# INPUT ROWS:
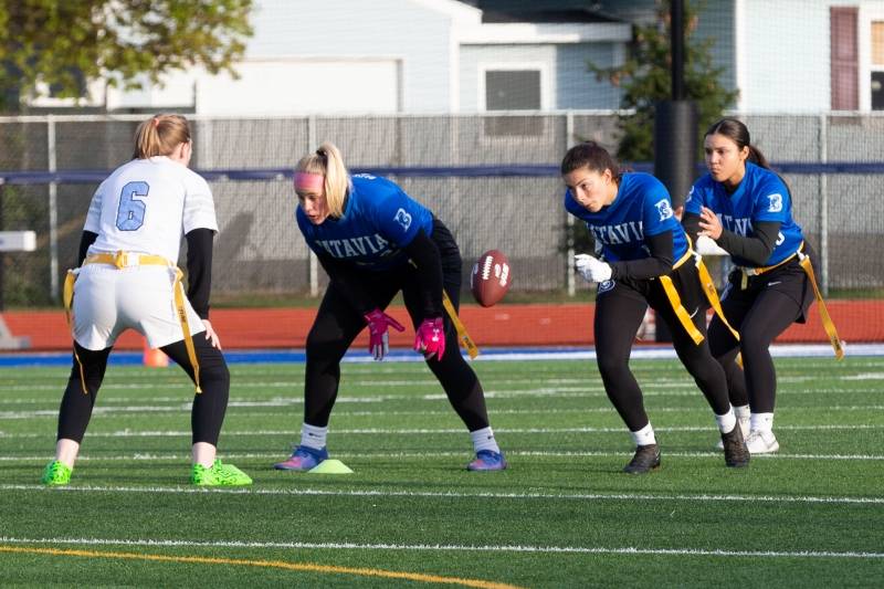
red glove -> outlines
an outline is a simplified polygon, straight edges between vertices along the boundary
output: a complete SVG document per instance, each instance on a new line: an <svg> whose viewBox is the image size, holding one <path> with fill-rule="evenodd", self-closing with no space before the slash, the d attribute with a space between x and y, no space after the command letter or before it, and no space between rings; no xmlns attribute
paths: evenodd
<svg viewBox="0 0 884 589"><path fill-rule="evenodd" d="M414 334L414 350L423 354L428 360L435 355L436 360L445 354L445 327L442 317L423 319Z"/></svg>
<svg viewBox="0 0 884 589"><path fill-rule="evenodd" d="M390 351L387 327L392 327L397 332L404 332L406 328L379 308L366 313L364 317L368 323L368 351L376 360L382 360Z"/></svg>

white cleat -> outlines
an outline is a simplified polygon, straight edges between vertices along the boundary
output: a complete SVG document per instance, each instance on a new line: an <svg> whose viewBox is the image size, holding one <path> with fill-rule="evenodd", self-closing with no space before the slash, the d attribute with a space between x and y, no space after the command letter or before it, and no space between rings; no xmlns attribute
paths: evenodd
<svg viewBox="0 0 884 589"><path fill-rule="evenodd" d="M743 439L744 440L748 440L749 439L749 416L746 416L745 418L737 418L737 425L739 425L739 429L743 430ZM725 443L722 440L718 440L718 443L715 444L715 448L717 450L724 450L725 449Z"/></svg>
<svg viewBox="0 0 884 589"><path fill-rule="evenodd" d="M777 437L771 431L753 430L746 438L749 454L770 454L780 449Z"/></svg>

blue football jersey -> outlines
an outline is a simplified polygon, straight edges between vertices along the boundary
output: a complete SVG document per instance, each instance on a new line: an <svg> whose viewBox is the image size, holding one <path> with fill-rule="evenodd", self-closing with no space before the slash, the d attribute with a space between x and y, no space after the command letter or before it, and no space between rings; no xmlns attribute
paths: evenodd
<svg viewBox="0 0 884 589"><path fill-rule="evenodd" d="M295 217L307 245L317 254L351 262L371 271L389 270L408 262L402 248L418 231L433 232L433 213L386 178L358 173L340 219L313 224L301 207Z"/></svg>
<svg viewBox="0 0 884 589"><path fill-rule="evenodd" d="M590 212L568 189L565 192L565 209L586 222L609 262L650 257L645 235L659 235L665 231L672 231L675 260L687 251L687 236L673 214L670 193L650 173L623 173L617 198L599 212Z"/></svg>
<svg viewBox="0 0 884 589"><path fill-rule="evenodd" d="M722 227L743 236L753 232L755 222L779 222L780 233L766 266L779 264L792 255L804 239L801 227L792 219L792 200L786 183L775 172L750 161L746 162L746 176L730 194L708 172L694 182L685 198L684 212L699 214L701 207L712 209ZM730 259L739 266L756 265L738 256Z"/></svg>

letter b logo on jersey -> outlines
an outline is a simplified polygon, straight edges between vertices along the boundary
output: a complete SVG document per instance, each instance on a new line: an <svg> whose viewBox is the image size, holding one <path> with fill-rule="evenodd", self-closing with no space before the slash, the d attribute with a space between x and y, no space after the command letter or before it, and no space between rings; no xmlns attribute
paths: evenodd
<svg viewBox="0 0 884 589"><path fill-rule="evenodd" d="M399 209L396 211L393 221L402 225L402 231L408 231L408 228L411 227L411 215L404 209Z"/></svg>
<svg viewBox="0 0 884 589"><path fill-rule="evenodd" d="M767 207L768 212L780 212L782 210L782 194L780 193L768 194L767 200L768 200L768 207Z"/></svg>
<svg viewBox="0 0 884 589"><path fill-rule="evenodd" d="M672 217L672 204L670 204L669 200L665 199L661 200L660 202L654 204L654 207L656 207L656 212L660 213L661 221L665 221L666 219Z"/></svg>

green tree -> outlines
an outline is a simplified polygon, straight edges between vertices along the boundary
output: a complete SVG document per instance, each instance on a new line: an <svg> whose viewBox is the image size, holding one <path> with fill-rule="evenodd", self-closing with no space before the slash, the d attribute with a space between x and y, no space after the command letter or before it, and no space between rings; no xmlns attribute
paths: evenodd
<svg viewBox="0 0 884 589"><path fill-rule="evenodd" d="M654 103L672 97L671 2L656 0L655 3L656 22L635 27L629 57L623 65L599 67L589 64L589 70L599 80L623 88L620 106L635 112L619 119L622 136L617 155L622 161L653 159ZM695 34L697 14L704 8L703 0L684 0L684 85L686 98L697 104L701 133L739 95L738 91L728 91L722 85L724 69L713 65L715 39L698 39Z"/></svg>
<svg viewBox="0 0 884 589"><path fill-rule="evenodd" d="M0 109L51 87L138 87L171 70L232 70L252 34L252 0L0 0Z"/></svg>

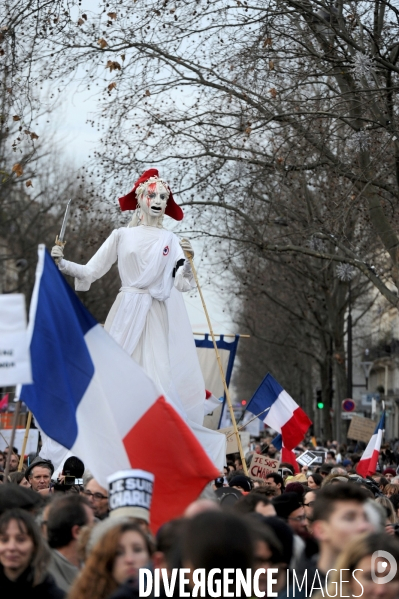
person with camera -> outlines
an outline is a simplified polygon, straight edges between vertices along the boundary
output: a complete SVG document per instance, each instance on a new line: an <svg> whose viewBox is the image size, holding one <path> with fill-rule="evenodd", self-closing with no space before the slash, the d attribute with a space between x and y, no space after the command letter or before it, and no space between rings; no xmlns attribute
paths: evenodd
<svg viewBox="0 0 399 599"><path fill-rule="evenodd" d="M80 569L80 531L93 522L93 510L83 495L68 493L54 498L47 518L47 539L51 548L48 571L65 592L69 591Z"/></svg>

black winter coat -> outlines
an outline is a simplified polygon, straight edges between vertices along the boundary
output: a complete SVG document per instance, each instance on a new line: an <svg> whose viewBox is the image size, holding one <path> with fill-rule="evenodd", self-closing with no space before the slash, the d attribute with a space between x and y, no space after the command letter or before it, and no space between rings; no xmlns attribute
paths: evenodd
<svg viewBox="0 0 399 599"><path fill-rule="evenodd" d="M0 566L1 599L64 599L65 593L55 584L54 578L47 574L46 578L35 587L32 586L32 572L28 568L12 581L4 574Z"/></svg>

# TASK OBJECTIVE:
Copy all of the material above word for word, leaving out the pictures.

# REPLY TO THE TASK:
red glove -> outlines
an outline is a simplified polygon, straight edges between vertices along the boundary
output: a complete SVG document per instance, each instance on a new line: an <svg> whose viewBox is the image size, holding one <path> with fill-rule="evenodd", self-closing with no space before the slash, the d attribute with a space between x and y, no space after the command letter or before it, and no space between rings; no xmlns attribute
paths: evenodd
<svg viewBox="0 0 884 589"><path fill-rule="evenodd" d="M414 334L414 350L423 354L428 360L435 355L436 360L445 354L445 327L442 317L423 319Z"/></svg>
<svg viewBox="0 0 884 589"><path fill-rule="evenodd" d="M390 351L387 327L392 327L397 332L404 332L406 328L379 308L366 313L364 317L368 323L368 351L376 360L382 360Z"/></svg>

white cleat -> outlines
an outline is a simplified polygon, straight edges between vertices along the boundary
output: a complete SVG document per instance, each instance on a new line: an <svg> whose viewBox is the image size, holding one <path> with fill-rule="evenodd", self-closing with no space before the slash, the d attribute with a space between x and y, no space after the command letter or before it, and no space between rings; no xmlns attribute
paths: evenodd
<svg viewBox="0 0 884 589"><path fill-rule="evenodd" d="M743 439L744 440L748 440L749 439L749 416L746 416L745 418L737 418L737 425L739 425L739 429L743 430ZM725 443L722 440L718 440L718 443L715 444L715 448L717 450L724 450L725 449Z"/></svg>
<svg viewBox="0 0 884 589"><path fill-rule="evenodd" d="M777 437L771 431L753 430L746 438L749 454L770 454L780 449Z"/></svg>

blue football jersey -> outlines
an outline is a simplified polygon, straight edges between vertices along the boundary
output: a complete SVG document per instance, each instance on a new line: an <svg> whose viewBox is the image size, holding one <path> with fill-rule="evenodd", self-closing with no space before the slash, the d attribute with a space between x and y, no space after the command letter or before it, and no space between rings; no xmlns attribute
paths: evenodd
<svg viewBox="0 0 884 589"><path fill-rule="evenodd" d="M295 217L307 245L317 254L351 262L371 271L389 270L408 262L402 248L418 231L433 232L433 213L386 178L358 173L340 219L313 224L301 207Z"/></svg>
<svg viewBox="0 0 884 589"><path fill-rule="evenodd" d="M590 212L568 189L565 192L565 209L586 222L609 262L650 257L645 235L659 235L665 231L672 231L675 260L687 251L687 236L673 214L670 193L650 173L623 173L617 198L599 212Z"/></svg>
<svg viewBox="0 0 884 589"><path fill-rule="evenodd" d="M722 227L743 236L753 232L755 222L779 222L780 233L766 266L779 264L792 255L804 239L801 227L792 219L792 200L786 183L775 172L750 161L746 162L746 176L730 194L708 172L694 182L685 198L684 212L699 214L701 207L712 209ZM730 259L739 266L756 265L738 256Z"/></svg>

letter b logo on jersey -> outlines
an outline is a simplified polygon, straight edges between vertices along the boundary
output: a complete SVG document per instance, each instance on a new line: an <svg> whose viewBox is the image size, holding one <path> with fill-rule="evenodd", self-closing with no space before the slash, the d attribute with a space between x and y, no space after the command letter or before it, and no space between rings; no xmlns attribute
paths: evenodd
<svg viewBox="0 0 884 589"><path fill-rule="evenodd" d="M399 209L396 211L393 221L402 225L402 231L408 231L408 228L411 227L411 215L404 209Z"/></svg>
<svg viewBox="0 0 884 589"><path fill-rule="evenodd" d="M767 207L768 212L780 212L782 210L782 194L780 193L768 194L767 200L768 200L768 207Z"/></svg>
<svg viewBox="0 0 884 589"><path fill-rule="evenodd" d="M672 217L672 204L670 204L669 200L665 199L661 200L660 202L654 204L654 207L656 207L656 212L660 213L661 221L665 221L666 219Z"/></svg>

green tree -> outlines
an outline is a simplified polygon, straight edges between vertices along the boundary
output: a complete SVG document per instance, each instance on a new line: an <svg> whose viewBox is the image size, holding one <path> with fill-rule="evenodd", self-closing with no space before the slash, the d attribute with a space between x and y, no space after the command letter or before it, and no space between rings; no xmlns attribute
paths: evenodd
<svg viewBox="0 0 884 589"><path fill-rule="evenodd" d="M654 103L672 97L671 2L656 0L655 3L656 22L635 27L629 57L623 65L599 67L589 64L589 70L599 80L623 88L620 106L635 112L619 119L622 136L617 155L622 161L653 159ZM695 34L697 14L704 8L703 0L684 0L684 85L686 98L697 104L701 133L739 95L738 91L728 91L722 85L724 69L713 65L715 39L698 39Z"/></svg>
<svg viewBox="0 0 884 589"><path fill-rule="evenodd" d="M0 109L51 87L138 87L171 70L232 70L252 34L252 0L0 0Z"/></svg>

person with camera -> outlines
an outline is a simplified polygon, straight edges between vertices along the boundary
output: a complete SVG document per instance, each instance on a new line: an <svg> whose viewBox is the image size, holding one <path> with fill-rule="evenodd", self-closing with no space before the slash, the d attribute with a space between x and y, no space after the command letter or before it, and no space between rings; no xmlns attribute
paths: evenodd
<svg viewBox="0 0 399 599"><path fill-rule="evenodd" d="M80 569L80 531L93 522L93 510L83 495L68 493L54 498L47 518L47 539L51 548L48 571L65 592L69 591Z"/></svg>

black winter coat -> outlines
an outline is a simplified polygon, straight edges between vertices along the boundary
output: a complete SVG document per instance, each instance on a new line: an <svg> whose viewBox is the image size, holding one <path> with fill-rule="evenodd", self-closing with no space before the slash, the d attribute with a space between x and y, no space after the command letter or before it, and no space between rings; no xmlns attribute
paths: evenodd
<svg viewBox="0 0 399 599"><path fill-rule="evenodd" d="M0 566L1 599L64 599L65 593L55 584L54 578L47 574L46 578L35 587L32 586L32 572L28 568L12 581L4 574Z"/></svg>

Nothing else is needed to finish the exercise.